YOUR INSTRUCTIONS =
Change every "innermost" in the entries below to "most central" and give the entries again with nothing else altered. Leave the pictures out of your answer.
Start DATA SHOWN
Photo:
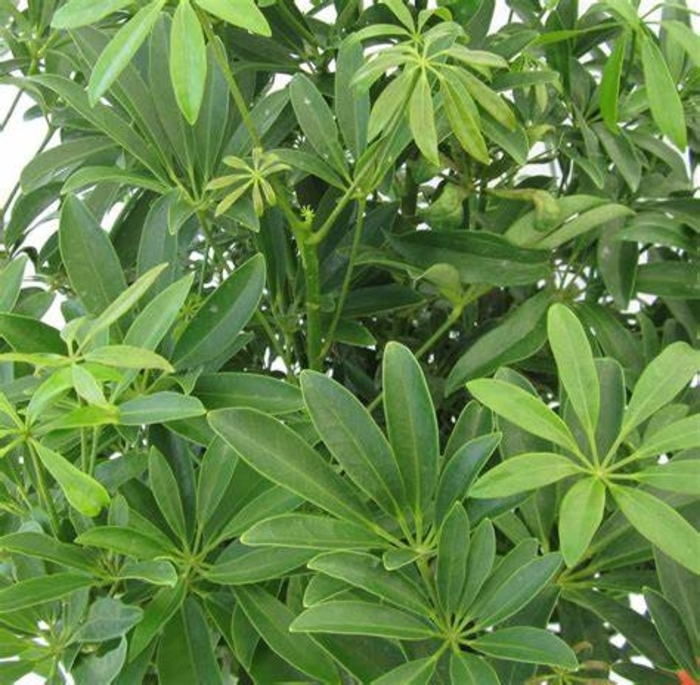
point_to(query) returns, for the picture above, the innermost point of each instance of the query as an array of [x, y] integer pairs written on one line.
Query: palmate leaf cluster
[[359, 345]]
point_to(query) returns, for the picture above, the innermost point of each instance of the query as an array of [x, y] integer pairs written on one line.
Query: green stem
[[359, 224]]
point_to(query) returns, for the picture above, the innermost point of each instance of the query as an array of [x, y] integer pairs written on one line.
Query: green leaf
[[121, 49], [676, 476], [125, 540], [660, 524], [11, 277], [166, 492], [452, 555], [77, 13], [421, 119], [127, 357], [461, 470], [89, 257], [609, 93], [580, 516], [523, 409], [28, 593], [528, 645], [521, 333], [273, 621], [664, 101], [663, 378], [354, 440], [221, 316], [574, 359], [83, 492], [242, 13], [160, 407], [316, 120], [186, 651], [279, 454], [419, 672], [469, 669], [361, 618], [522, 473], [306, 531], [670, 628], [411, 425], [107, 619], [367, 572], [188, 60]]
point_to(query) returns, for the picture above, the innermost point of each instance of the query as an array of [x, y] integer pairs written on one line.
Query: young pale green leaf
[[279, 454], [76, 13], [188, 60], [527, 645], [241, 13], [452, 555], [482, 554], [522, 473], [609, 93], [464, 119], [461, 471], [354, 440], [316, 120], [421, 118], [367, 572], [222, 315], [580, 516], [121, 49], [306, 531], [160, 407], [664, 377], [361, 618], [671, 630], [185, 650], [678, 475], [661, 524], [89, 257], [273, 620], [574, 359], [28, 593], [518, 589], [11, 276], [166, 492], [411, 425], [664, 101], [83, 492], [469, 669], [419, 672], [523, 409]]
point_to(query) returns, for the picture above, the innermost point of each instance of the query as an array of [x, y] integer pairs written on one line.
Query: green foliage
[[359, 344]]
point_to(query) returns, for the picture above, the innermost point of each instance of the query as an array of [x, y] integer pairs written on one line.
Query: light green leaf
End DATA SHOWN
ANSWER FOR THE TASK =
Photo:
point_to(query) returns, for the picture above, the most central point of each instance of the query as an array of [x, y] integer pairs written on one line.
Query: palmate leaf cluster
[[359, 345]]
point_to(query) returns, for the picture above, the most central point of each instance of the query as an array of [x, y] integer pairs written on one line.
Query: green stem
[[359, 224]]
point_to(query) returns, for the picture above, the most central point of each instance of the query as an array of [x, y] integer pairs written on one line.
Query: green leaf
[[121, 49], [676, 476], [125, 540], [660, 524], [11, 277], [166, 492], [452, 555], [77, 13], [421, 119], [127, 357], [461, 470], [89, 257], [609, 93], [580, 516], [523, 409], [28, 593], [528, 645], [521, 333], [273, 621], [664, 101], [663, 378], [354, 440], [221, 316], [574, 359], [83, 492], [242, 13], [160, 407], [316, 120], [186, 651], [279, 454], [419, 672], [469, 669], [361, 618], [522, 473], [306, 531], [670, 628], [411, 425], [107, 619], [367, 572], [188, 60]]
point_to(query) returns, for the picture above, the most central point of each instance of the query as an array of [x, y] integer pairs written on one line.
Query: young pale green leaf
[[279, 454], [76, 13], [188, 60], [527, 645], [241, 13], [452, 555], [482, 554], [522, 473], [609, 93], [464, 119], [461, 471], [354, 440], [316, 120], [421, 118], [367, 572], [222, 315], [580, 516], [121, 49], [306, 531], [160, 407], [664, 377], [361, 618], [671, 630], [185, 650], [678, 475], [661, 524], [89, 257], [273, 620], [574, 359], [28, 593], [518, 589], [11, 276], [166, 492], [411, 425], [664, 101], [83, 492], [469, 669], [419, 672], [523, 409]]
point_to(query) returns, for the picture above, the most central point of each instance of the query as an array of [x, y] integer pairs written on one line.
Query: green foliage
[[359, 344]]
point_to(query) returns, for the picture above, the most central point of each instance of the query as an array of [x, y] integer pairs written on one line.
Query: light green leaf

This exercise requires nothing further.